# [ZIEL DER ÜBUNG]
Wähle alle Zeilen der folgenden Auflistung aus, in denen das Wort „each“ vorkommt. Groß- und Kleinschreibung zählt.
====== DATEN ZUR ÜBUNG
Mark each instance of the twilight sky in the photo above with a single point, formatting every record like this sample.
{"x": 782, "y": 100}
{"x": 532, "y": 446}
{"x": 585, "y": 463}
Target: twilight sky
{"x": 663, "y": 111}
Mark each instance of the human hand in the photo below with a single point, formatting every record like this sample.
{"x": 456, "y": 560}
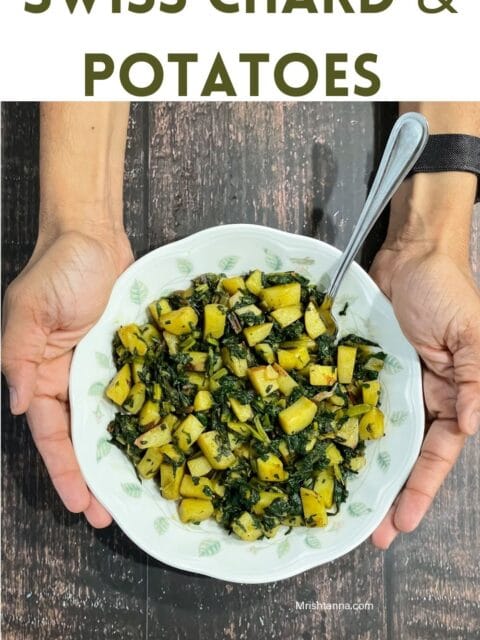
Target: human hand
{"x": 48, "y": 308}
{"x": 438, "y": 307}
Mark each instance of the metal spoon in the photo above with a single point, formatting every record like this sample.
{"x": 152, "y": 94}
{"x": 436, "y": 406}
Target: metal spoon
============
====== DATEN ZUR ÜBUNG
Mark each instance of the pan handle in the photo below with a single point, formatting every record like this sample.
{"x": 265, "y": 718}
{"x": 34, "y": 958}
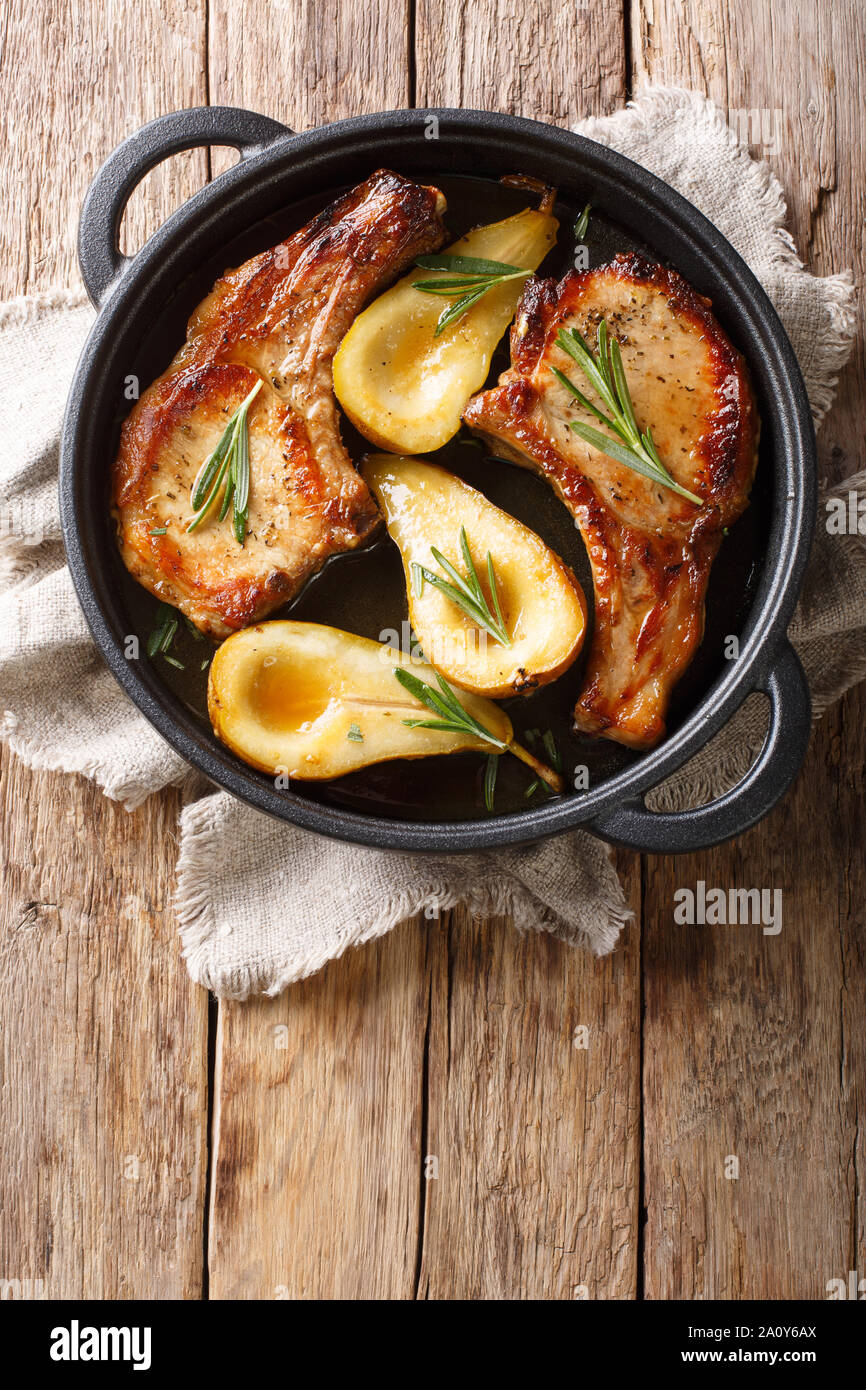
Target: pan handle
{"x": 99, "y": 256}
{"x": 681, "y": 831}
============
# [LÖSUNG DER AUFGABE]
Mark each instance of the twilight sky in the photo above with a single point, formatting every record like this sample.
Mark each instance of the human hand in the photo below with a single point, formatting every record like this sample.
Mark each instance of the metal spoon in the photo above with a single point, formatting every record like this sample.
Mark each instance of the pan handle in the photo below with a single point, formatting every record like this sample.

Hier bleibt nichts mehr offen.